* [Problem description] Lines from the one containing "like [[597, 459]]." through the end of the material below should be given again exactly, with no others.

* [Provided data]
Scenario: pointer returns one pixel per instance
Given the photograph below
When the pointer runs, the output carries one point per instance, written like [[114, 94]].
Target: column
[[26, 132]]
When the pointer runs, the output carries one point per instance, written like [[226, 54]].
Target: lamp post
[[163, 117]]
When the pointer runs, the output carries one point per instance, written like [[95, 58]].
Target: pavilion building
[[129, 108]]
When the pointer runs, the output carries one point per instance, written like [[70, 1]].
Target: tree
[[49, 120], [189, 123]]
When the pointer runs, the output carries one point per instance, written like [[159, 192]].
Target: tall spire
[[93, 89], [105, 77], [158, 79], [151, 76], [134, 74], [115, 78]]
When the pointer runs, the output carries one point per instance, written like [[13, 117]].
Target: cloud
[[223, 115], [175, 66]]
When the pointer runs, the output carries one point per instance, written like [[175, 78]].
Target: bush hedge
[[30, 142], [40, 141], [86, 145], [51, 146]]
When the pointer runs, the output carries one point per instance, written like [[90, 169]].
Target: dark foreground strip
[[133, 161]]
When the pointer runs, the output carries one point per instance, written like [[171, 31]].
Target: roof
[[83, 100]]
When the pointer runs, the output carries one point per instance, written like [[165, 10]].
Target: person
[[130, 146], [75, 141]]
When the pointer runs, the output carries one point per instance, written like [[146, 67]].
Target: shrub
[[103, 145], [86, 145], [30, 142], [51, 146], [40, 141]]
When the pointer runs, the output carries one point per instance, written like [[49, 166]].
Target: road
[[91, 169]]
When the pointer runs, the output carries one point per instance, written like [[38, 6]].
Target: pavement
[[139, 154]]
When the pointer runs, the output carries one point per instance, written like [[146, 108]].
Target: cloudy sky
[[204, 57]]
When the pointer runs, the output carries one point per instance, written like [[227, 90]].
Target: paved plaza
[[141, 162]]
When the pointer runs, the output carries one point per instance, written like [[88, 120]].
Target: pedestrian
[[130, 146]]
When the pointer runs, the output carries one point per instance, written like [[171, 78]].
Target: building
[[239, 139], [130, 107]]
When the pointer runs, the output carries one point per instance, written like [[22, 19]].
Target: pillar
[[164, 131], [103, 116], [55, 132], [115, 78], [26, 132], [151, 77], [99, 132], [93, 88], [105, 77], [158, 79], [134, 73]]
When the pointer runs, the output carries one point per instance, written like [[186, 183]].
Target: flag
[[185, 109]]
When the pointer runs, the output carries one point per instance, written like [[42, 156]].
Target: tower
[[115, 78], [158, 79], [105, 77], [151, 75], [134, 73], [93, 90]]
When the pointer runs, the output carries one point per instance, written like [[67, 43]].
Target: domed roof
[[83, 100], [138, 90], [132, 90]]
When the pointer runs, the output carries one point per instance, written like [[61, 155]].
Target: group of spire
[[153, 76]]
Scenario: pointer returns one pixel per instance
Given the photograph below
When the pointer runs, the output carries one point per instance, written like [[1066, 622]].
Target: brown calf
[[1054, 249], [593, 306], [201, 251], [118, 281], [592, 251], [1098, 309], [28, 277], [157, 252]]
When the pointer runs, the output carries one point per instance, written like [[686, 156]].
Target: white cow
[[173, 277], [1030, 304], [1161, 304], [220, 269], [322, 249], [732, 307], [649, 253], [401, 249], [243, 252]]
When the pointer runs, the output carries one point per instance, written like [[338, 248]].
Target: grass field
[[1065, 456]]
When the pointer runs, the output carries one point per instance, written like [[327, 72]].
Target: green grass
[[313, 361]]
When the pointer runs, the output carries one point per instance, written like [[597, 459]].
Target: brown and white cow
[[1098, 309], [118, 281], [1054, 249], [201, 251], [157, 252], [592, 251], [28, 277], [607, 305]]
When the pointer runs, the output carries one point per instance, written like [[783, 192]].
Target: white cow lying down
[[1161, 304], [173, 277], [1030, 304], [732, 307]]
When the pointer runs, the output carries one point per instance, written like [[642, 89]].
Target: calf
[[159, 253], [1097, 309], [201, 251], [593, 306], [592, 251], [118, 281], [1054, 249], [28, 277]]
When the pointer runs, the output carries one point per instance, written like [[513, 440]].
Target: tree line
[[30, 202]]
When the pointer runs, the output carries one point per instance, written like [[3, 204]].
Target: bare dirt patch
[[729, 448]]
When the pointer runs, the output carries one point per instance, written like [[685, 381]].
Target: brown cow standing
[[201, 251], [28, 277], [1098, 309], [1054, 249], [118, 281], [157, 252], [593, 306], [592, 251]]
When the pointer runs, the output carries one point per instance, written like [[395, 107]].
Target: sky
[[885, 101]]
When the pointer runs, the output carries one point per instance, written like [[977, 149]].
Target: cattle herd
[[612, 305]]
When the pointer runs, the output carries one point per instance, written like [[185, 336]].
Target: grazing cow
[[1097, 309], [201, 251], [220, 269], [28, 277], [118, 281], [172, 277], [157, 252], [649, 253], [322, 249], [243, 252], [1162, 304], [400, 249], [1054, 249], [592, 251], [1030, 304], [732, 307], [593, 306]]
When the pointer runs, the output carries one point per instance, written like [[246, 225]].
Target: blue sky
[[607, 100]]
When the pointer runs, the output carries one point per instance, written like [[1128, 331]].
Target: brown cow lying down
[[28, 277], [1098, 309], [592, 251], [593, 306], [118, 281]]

* [Worked solution]
When the pointer runs, the output carries one point per instance, written like [[597, 459]].
Target: brown and white cow
[[1098, 309], [118, 281], [1054, 249], [201, 251], [157, 252], [592, 251], [28, 277], [607, 305]]
When the pointer runs, the output carries one point per instance, written like [[783, 192]].
Target: white cow lying down
[[1161, 304], [173, 277], [1030, 304], [732, 307]]
When the pointer runs, the output carries one point per instance, written like [[642, 89]].
Target: calf
[[159, 253], [1097, 309], [201, 251], [593, 306], [592, 251], [118, 281], [1054, 249], [28, 277]]
When the pointer runs, the output carries one point per instance, written like [[513, 440]].
Target: tree line
[[30, 202]]
When the pointer runs, the output carries one point per instance, written like [[3, 204]].
Target: bare dirt patch
[[729, 448]]
When the pointer runs, the output carries one point per instance, written like [[685, 381]].
Target: brown cow standing
[[201, 251], [28, 277], [1098, 309], [1054, 249], [118, 281], [157, 252], [593, 306], [592, 251]]
When the pointer runs, the output carries one point per instance, written like [[395, 107]].
Target: sky
[[885, 101]]
When the pointer runs, the output carries one point per instance, written like [[977, 149]].
Target: cattle herd
[[612, 305]]
When the pointer runs, the output carries one point per instance, written like [[185, 336]].
Target: grazing cow
[[1097, 309], [201, 251], [220, 269], [28, 277], [118, 281], [172, 277], [157, 252], [649, 253], [322, 249], [243, 252], [1162, 304], [400, 249], [1054, 249], [592, 251], [1030, 304], [732, 307], [593, 306]]
When the pointer runs, the output carries one point per instance, written like [[246, 225]].
Target: blue sky
[[607, 100]]
When the pointer runs, the output carries one point per instance, written like [[1128, 331]].
Target: brown cow lying down
[[28, 277], [1098, 309], [592, 251], [593, 306], [118, 281]]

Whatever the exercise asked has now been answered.